## Schriftelijke opdracht 1
Vermeld hoeveel regels in de rijen hieronder de string "Target" bevatten, waarbij hoofdletters van belang zijn. Geef alleen het getal.

++++++++

ECLI:NL:CRVB:2020:3227

Centrale Raad van Beroep

Datum uitspraak
1 december 2020
Publicatiedatum
18 december 2020
Zaaknummer
19/2186 PW
Instantie
Centrale Raad van Beroep
Type
Uitspraak
Rechtsgebied
Bestuursrecht; Socialezekerheidsrecht
Procedures
  • Hoger beroep
Rechters
Vindplaatsen
  • Rechtspraak.nl
AI samenvatting door LexboostAutomatisch gegenereerd

Terugvordering van bijstand in verband met ontvangen pensioen door de Sociale verzekeringsbank

In deze zaak gaat het om de terugvordering van bijstand door de Sociale verzekeringsbank (Svb) van appellanten die sinds 1 april 2006 algemene bijstand ontvingen, aanvankelijk uitgekeerd door het college van burgemeester en wethouders van Rotterdam en later door de Svb. De Svb heeft in 2018 een terugvordering ingesteld van bijstand over de periode van april 2006 tot en met december 2006, omdat appellanten in april 2017 een nabetaling van pensioen hebben ontvangen van Stichting Pensioenfonds voor de Nederlandse Groothandel (SPNG). De terugvordering is door de Svb vastgesteld op een bedrag van € 861,98.

De rechtbank Rotterdam heeft in de eerdere uitspraak geoordeeld dat de Svb het bevoegde bestuursorgaan was om het terugvorderingsbesluit te nemen en dat de Svb terecht geen rekening heeft gehouden met het vrij te laten vermogen, omdat de nabetaling als inkomen wordt beschouwd en niet als vermogen. Appellanten hebben in hoger beroep opnieuw aangevoerd dat de Svb niet bevoegd was en dat er rekening gehouden moet worden met hun eigen vermogen.

++++++++

## Schriftelijke opdracht 2
Zet de tekst over de terugvordering van bijstand hierboven alsjeblieft voort, te beginnen na de laatste zin.

## Aangeleverde gegevens

++++++++

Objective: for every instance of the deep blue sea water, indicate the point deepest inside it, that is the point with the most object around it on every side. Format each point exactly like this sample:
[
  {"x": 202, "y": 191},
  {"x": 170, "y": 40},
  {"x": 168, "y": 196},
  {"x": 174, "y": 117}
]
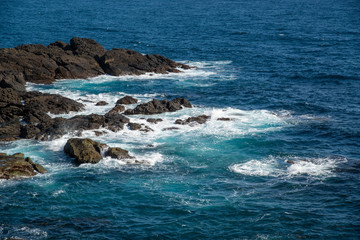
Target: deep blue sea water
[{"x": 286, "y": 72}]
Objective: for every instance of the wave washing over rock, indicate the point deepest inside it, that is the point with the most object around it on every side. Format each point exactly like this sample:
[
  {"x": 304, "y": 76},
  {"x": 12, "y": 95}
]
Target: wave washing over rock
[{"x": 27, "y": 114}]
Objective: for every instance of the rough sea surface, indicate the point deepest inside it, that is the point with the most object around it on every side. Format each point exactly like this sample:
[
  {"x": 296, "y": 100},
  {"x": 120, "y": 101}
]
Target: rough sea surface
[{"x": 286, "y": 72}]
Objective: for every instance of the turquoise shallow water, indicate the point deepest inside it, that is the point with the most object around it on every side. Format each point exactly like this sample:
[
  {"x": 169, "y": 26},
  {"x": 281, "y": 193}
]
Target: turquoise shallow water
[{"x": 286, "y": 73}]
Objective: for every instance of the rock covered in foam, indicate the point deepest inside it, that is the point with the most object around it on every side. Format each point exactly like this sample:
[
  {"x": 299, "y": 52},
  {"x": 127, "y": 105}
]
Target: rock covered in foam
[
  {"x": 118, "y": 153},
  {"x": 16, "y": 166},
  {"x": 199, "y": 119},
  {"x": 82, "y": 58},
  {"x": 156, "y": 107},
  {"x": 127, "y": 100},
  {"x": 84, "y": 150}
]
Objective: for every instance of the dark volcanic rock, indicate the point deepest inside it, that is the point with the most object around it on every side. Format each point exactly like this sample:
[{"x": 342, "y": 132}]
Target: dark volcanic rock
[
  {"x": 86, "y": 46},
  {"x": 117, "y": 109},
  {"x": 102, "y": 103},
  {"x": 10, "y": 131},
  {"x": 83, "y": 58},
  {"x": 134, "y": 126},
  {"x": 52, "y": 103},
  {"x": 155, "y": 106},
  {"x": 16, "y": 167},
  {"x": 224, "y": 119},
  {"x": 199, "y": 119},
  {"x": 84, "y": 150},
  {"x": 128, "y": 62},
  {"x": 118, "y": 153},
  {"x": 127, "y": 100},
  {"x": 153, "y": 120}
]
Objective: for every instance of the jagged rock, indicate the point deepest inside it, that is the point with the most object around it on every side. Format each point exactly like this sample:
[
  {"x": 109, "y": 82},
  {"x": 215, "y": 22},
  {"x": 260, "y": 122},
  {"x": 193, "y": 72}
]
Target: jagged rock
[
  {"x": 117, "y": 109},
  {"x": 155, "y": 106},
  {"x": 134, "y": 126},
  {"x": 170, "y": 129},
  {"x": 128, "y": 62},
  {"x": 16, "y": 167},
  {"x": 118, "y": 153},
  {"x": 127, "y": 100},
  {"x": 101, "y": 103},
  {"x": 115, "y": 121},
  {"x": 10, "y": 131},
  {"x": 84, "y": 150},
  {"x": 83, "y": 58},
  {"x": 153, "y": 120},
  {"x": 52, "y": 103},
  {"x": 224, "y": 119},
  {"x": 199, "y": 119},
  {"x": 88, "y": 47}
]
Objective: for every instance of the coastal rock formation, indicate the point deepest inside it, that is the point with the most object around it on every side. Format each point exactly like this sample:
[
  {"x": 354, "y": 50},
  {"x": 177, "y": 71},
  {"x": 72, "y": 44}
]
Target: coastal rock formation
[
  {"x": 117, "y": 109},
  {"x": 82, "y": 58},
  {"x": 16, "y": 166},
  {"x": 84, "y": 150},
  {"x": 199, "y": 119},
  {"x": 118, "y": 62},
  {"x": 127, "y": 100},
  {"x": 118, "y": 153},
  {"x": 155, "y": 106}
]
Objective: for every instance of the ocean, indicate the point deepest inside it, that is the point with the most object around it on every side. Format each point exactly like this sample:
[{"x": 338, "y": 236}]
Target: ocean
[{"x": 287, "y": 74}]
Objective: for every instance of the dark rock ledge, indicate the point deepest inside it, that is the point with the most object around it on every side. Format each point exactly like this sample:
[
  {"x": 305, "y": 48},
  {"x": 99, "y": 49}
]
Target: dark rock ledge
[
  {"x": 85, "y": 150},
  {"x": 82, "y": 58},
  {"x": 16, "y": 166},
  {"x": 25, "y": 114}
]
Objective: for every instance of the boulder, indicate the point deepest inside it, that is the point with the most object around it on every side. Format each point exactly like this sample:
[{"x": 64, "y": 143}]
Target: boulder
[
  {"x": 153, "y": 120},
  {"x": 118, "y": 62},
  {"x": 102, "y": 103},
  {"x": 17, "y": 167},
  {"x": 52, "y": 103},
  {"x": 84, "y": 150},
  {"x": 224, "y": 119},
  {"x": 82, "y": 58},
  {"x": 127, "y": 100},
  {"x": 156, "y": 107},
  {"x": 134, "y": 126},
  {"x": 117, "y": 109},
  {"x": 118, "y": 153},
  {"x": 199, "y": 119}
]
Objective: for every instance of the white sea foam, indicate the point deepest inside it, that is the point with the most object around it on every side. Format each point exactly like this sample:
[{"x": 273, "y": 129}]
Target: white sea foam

++++++++

## Antwoord 1
12

## Antwoord 2
De Centrale Raad van Beroep heeft de eerdere uitspraak van de rechtbank bevestigd. De Raad oordeelt dat de Svb inderdaad het bevoegde bestuursorgaan was en dat de nabetaling van het pensioen als inkomen moet worden aangemerkt. De Raad heeft geen aanleiding gezien voor een veroordeling in de proceskosten. De uitspraak is openbaar gedaan op 1 december 2020.

Uitspraak

19/2186 PW
Datum uitspraak: 1 december 2020
Centrale Raad van Beroep
Enkelvoudige kamer
Uitspraak op het hoger beroep tegen de uitspraak van de rechtbank Rotterdam van 15 april 2019, 18/5279 (aangevallen uitspraak)
Partijen:
[appellant] (appellant) en [appellante] (appellante) te Rotterdam
de Raad van bestuur van de Sociale verzekeringsbank (Svb)
PROCESVERLOOP
Namens appellanten heeft mr. P.J. de Bruin, advocaat, hoger beroep ingesteld.
De Svb heeft een verweerschrift ingediend.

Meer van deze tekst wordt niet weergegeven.